Work order:
Report the lines of the data below that contain the string "framed".
+++
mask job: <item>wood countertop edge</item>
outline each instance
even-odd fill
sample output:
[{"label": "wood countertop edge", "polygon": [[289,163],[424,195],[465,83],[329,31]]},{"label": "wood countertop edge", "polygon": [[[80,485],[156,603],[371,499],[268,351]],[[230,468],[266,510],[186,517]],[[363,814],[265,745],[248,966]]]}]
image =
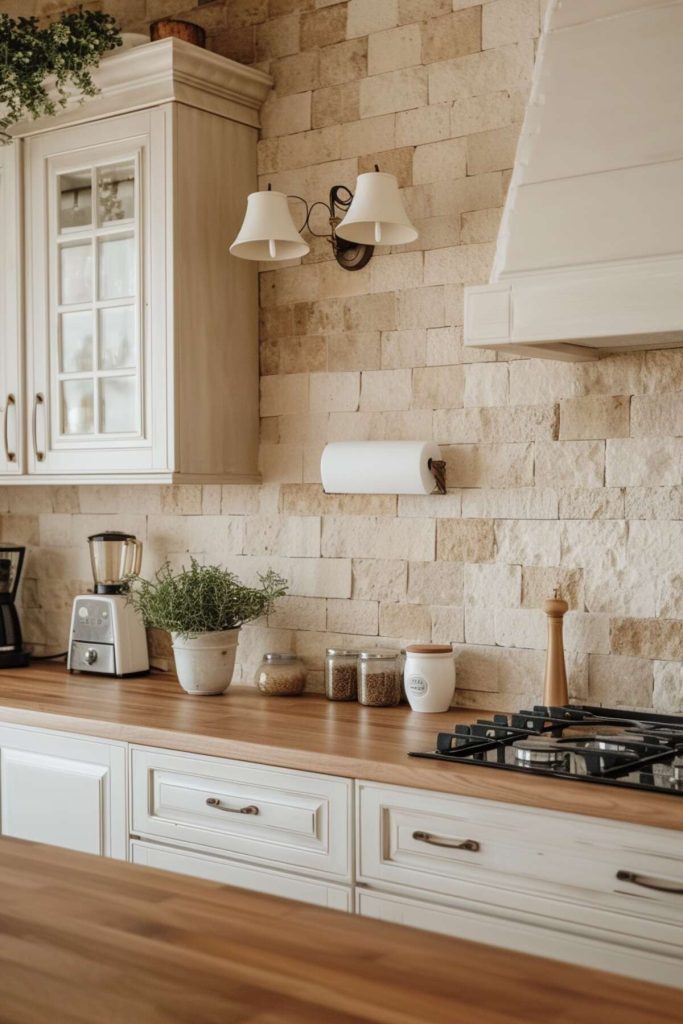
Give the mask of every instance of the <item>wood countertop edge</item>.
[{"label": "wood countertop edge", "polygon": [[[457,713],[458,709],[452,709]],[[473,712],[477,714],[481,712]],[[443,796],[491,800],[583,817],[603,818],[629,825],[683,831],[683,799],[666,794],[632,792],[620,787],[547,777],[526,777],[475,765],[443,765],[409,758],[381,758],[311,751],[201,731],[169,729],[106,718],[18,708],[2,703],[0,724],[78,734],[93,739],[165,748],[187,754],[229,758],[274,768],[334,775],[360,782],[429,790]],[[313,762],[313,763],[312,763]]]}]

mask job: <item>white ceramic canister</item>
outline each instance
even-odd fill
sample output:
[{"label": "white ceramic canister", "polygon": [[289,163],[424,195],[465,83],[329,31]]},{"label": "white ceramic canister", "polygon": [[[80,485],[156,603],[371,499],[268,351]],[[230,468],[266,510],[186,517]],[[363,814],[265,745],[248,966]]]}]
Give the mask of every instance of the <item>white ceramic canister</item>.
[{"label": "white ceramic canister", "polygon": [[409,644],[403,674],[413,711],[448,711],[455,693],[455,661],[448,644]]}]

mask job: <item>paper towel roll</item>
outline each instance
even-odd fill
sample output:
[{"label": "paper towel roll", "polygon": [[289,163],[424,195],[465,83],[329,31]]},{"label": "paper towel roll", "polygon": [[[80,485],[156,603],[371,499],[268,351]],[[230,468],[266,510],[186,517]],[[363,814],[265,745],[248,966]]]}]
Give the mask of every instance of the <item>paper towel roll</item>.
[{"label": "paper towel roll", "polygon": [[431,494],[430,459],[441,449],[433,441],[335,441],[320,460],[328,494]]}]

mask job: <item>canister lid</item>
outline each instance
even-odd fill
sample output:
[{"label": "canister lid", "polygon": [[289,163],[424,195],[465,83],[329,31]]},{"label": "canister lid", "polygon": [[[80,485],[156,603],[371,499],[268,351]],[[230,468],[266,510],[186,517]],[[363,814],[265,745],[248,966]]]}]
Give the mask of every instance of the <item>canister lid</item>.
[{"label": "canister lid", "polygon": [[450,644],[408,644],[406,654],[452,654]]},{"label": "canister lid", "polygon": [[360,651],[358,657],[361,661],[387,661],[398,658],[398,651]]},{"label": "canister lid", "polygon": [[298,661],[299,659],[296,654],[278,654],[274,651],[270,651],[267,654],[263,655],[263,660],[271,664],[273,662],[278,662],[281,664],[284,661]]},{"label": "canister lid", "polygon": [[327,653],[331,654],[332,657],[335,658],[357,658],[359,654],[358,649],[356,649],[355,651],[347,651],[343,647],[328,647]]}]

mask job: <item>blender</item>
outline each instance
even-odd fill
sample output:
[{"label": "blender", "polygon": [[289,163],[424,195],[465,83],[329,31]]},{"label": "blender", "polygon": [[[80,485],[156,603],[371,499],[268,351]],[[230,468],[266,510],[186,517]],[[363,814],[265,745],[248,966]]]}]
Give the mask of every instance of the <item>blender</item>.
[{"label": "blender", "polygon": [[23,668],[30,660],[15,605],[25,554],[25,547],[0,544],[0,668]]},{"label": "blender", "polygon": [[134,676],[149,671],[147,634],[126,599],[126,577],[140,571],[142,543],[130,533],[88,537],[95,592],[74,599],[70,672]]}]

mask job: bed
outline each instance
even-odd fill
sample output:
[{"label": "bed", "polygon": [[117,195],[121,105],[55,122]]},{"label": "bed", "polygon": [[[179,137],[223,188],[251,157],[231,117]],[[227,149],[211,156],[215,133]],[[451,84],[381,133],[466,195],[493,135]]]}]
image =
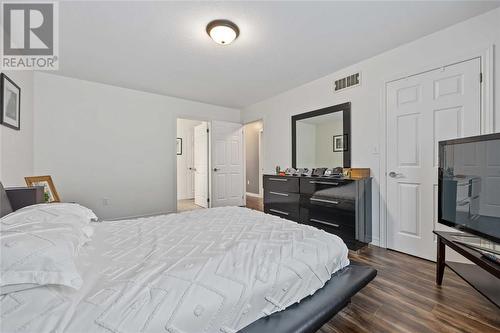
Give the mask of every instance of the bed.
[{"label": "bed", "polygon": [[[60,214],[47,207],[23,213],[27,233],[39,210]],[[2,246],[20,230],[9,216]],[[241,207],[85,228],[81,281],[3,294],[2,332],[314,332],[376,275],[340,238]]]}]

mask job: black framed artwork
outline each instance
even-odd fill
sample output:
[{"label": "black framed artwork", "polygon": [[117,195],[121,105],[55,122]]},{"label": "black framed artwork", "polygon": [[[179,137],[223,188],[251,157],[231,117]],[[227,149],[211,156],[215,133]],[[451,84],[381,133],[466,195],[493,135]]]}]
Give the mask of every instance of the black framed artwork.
+++
Reply:
mask job: black framed artwork
[{"label": "black framed artwork", "polygon": [[117,195],[121,105],[55,122]]},{"label": "black framed artwork", "polygon": [[[179,137],[223,188],[251,157],[231,117]],[[227,149],[211,156],[215,133]],[[451,84],[381,133],[466,195],[493,135]]]}]
Give the mask of every instance of the black framed artwork.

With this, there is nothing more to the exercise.